Try it: Print them exactly: the lines from the beginning of the entries below through the line that contains "x=295, y=140", and only those, with the pictures left out.

Records for the exercise:
= Beginning of Section =

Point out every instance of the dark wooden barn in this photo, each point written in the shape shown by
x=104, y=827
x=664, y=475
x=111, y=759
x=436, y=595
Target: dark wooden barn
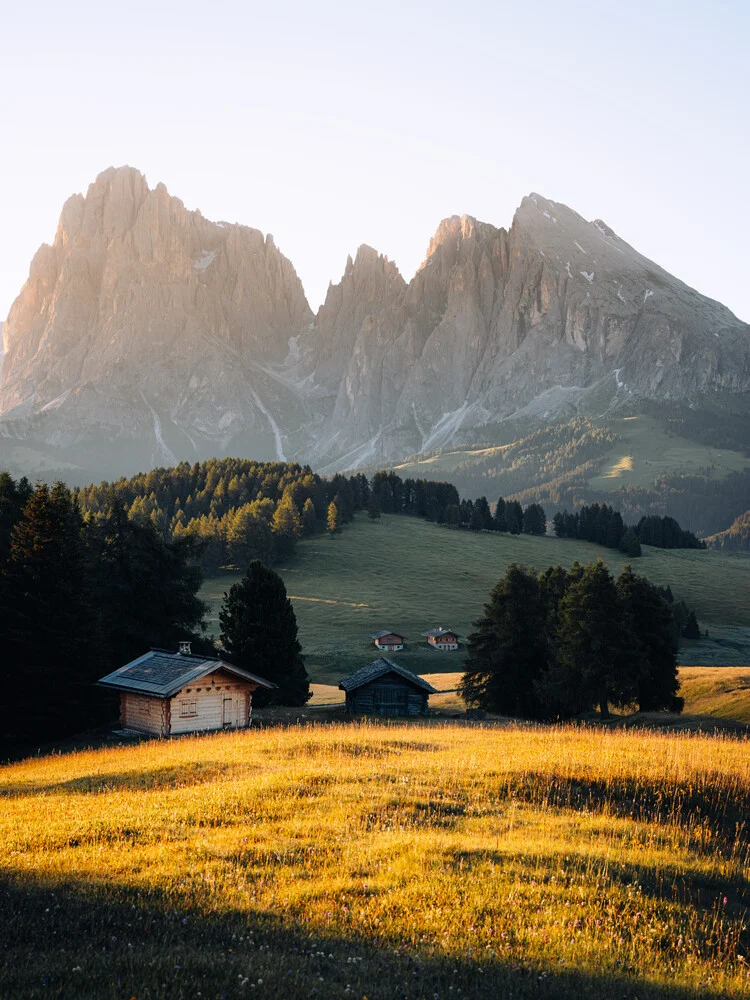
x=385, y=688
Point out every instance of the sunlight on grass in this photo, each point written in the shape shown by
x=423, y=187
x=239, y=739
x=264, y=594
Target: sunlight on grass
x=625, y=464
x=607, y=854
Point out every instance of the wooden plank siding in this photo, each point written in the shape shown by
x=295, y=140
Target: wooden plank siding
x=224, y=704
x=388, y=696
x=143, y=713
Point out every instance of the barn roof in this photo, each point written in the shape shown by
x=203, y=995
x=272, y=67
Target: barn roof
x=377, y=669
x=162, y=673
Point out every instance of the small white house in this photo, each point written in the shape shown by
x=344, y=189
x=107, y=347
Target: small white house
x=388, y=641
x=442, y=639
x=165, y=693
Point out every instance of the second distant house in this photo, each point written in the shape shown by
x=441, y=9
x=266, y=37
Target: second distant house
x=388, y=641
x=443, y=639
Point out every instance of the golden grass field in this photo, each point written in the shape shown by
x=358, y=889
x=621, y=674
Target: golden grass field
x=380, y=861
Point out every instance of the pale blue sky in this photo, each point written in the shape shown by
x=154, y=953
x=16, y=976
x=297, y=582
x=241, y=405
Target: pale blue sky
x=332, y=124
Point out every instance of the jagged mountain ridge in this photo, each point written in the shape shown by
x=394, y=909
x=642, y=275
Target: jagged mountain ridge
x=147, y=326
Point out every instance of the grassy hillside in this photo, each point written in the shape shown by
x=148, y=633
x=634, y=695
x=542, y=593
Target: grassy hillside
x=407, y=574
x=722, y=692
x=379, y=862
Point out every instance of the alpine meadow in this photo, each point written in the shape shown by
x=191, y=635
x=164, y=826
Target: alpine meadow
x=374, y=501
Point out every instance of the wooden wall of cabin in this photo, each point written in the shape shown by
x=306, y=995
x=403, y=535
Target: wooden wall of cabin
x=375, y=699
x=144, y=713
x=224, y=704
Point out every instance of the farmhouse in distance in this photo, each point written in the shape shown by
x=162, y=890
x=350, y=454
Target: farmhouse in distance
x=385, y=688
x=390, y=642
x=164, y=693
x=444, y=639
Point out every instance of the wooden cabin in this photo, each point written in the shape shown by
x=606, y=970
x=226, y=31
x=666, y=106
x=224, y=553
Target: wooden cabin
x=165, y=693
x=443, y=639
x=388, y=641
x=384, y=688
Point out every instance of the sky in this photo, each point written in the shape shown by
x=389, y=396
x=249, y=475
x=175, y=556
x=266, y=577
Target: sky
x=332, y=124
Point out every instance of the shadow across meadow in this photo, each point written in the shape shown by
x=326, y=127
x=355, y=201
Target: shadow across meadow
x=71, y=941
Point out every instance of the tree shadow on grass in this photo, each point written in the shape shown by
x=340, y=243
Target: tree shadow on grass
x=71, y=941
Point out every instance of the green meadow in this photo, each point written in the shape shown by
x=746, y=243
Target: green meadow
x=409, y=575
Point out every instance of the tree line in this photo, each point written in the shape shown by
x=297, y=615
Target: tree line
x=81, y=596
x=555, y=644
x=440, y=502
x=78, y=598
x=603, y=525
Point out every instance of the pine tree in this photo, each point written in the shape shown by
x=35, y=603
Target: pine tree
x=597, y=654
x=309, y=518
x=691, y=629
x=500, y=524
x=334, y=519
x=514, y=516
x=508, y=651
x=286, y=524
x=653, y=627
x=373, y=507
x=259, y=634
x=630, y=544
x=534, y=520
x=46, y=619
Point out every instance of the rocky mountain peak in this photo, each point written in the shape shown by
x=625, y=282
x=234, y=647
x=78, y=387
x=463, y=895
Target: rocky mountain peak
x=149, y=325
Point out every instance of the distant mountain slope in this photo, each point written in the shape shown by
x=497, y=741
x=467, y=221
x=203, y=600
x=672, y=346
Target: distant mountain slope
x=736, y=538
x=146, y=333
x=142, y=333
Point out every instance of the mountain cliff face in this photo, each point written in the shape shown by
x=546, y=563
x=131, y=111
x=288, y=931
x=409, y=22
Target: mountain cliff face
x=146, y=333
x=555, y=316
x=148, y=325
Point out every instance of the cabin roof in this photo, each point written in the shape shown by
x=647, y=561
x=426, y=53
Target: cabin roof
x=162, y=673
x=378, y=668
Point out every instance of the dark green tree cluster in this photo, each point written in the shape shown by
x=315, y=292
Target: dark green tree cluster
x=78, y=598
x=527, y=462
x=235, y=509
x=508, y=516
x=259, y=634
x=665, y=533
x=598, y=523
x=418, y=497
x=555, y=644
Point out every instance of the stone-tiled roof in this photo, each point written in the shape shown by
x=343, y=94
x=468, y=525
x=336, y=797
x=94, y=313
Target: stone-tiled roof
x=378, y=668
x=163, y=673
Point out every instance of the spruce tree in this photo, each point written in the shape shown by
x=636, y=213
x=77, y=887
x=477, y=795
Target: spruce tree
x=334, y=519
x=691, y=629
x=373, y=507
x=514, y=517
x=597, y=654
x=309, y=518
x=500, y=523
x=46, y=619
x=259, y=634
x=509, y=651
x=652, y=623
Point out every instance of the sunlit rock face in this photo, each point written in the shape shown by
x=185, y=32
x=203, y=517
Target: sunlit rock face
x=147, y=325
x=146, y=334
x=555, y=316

= End of Section =

Task response:
Point out every instance of the dark wooden barn in this photo, each point written in the shape shown by
x=104, y=827
x=664, y=475
x=111, y=759
x=436, y=595
Target: dark wooden barn
x=385, y=688
Point out every instance of the sunlight on grass in this photo, each point written in the shape shown by
x=423, y=187
x=239, y=739
x=264, y=594
Target: sunlight on grass
x=625, y=464
x=607, y=854
Point out every instance of the wooden plank siding in this photo, each point written in the shape shown by
x=295, y=140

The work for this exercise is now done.